-- Passage given --
──────────
[Bioc-devel] Including large files for the package

Mike Smith gr|mbough @end|ng |rom gm@||@com
Wed Sep 6 15:31:48 CEST 2023


Hi Ali,

I don't know the specifics of how the bioc-issue-bot checks submissions
(someone from the core team would know better), but I suspect you're
failing that file size test before the package is built.  Thus adding to
.Rbuildignore probably wont help for this specific issue.  I would still
think about compressing those files and then cleaning the git repository of
the original uncompressed versions by following
http://contributions.bioconductor.org/git-version-control.html#remove-large-data-files-and-clean-git-tree

More generally, yes you want to exclude those files from the built packages
if they aren't useful to the end user of the package.  However it looks
like you're already excluding the raw and data-raw directories via
.Rbuildignore, so I don't think you need to do more than that.

Best,
Mike



On Tue, 5 Sept 2023 at 19:15, Ali Sajid Imami <ali.sajid.imami using gmail.com>
wrote:

> Hi Mike,
>
> These are raw data files that I use to createte internal data. They don’t
> end up being used in the final package themselves. Are you suggesting that
> adding them to .Rbuildignore should be sufficient? They are in the repo
> because I want to keep track of them.
──────────
-- Given material --

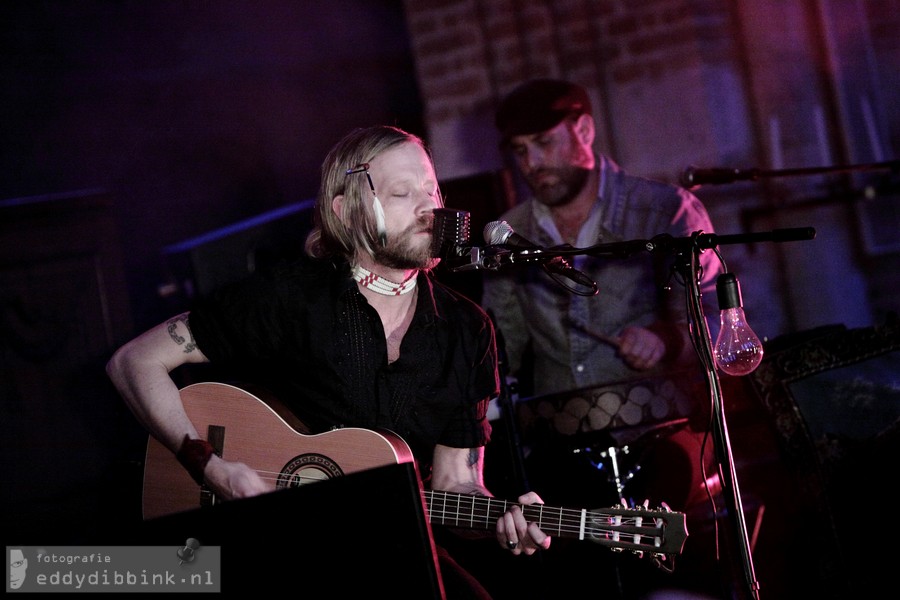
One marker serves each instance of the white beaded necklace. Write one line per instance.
(380, 285)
──────────
-- Required work --
A) In the Bioc-devel message, which directories does Mike say Ali is already excluding via .Rbuildignore?
B) Return the part of the Bioc-devel message from "More generally, yes" to "more than that.", copied word for word.

-- Task-by-task solutions --
A) The raw and data-raw directories.

B)
More generally, yes you want to exclude those files from the built packages
if they aren't useful to the end user of the package.  However it looks
like you're already excluding the raw and data-raw directories via
.Rbuildignore, so I don't think you need to do more than that.